**Coordinate annotation items**

— Start —

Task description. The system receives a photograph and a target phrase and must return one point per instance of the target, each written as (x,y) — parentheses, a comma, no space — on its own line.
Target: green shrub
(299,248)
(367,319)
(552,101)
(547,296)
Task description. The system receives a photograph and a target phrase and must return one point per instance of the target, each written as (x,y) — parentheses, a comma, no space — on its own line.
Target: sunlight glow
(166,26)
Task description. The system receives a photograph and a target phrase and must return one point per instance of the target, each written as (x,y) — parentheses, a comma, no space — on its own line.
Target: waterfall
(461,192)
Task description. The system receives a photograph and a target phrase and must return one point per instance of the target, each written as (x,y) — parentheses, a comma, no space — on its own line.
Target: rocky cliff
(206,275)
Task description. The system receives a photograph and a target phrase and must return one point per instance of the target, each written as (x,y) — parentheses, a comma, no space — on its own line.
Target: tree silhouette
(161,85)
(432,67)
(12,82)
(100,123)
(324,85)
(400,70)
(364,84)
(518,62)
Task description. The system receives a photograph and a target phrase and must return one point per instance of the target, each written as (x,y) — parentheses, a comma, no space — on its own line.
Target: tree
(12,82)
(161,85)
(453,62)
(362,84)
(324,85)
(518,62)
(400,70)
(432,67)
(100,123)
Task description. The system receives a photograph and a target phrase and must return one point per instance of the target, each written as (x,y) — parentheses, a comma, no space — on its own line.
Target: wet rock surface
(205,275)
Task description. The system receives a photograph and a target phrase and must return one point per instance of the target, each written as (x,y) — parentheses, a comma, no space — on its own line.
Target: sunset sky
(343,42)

— End —

In all of the items above, substitute "query phrase" for every occurrence of "target phrase", and leave everything else unchanged.

Task description. The system receives a photograph and a query phrase and must return one point per instance of the target, each written as (x,y) — parentheses, a comma, no space — on its own line.
Target: green shrub
(299,248)
(367,319)
(552,101)
(547,296)
Task description. The system receives a photograph and a query phrase and must return one point per instance of the target, each written as (x,y) — parentheses, a comma, no space — on its own line.
Target: sunlight glow
(166,26)
Task description. The system receives a photograph and a query phrase and must return one point per instance of the target, each written as (x,y) — parentheses, a comma, no space — on its own line.
Target: waterfall
(461,192)
Task description. The system receives a photograph and a query phrase and must return one point per instance of the target, each written as (x,y) — parentheses, a comma, no space — on its own line.
Target: rocky cliff
(206,275)
Task description. The system receives a photograph and a query phrase and must return one point per instance of the target, each written as (x,y) — parentheses, a comma, no space — on its own line.
Target: tree silhouette
(161,85)
(432,67)
(12,82)
(100,123)
(324,85)
(400,70)
(364,84)
(518,62)
Task description. The system receives a photograph and a query phrase and must return one point per instance of the target, each written as (x,y) — parentheses, a comma, no space — on its own line.
Target: tree
(12,82)
(161,85)
(453,62)
(362,84)
(324,85)
(518,62)
(400,70)
(432,67)
(100,123)
Task description. The system receives a photograph and a query phrase and must return one point per instance of the target, each written as (x,y) — parentheses, a comma, no space — on its own line.
Target: wet rock surface
(205,275)
Task description. The system receives a photograph and a query phrase and must return one point per instance of the target, each written as (x,y) — parentheses, a comma, no space — on its own line.
Target: sunset sky
(343,42)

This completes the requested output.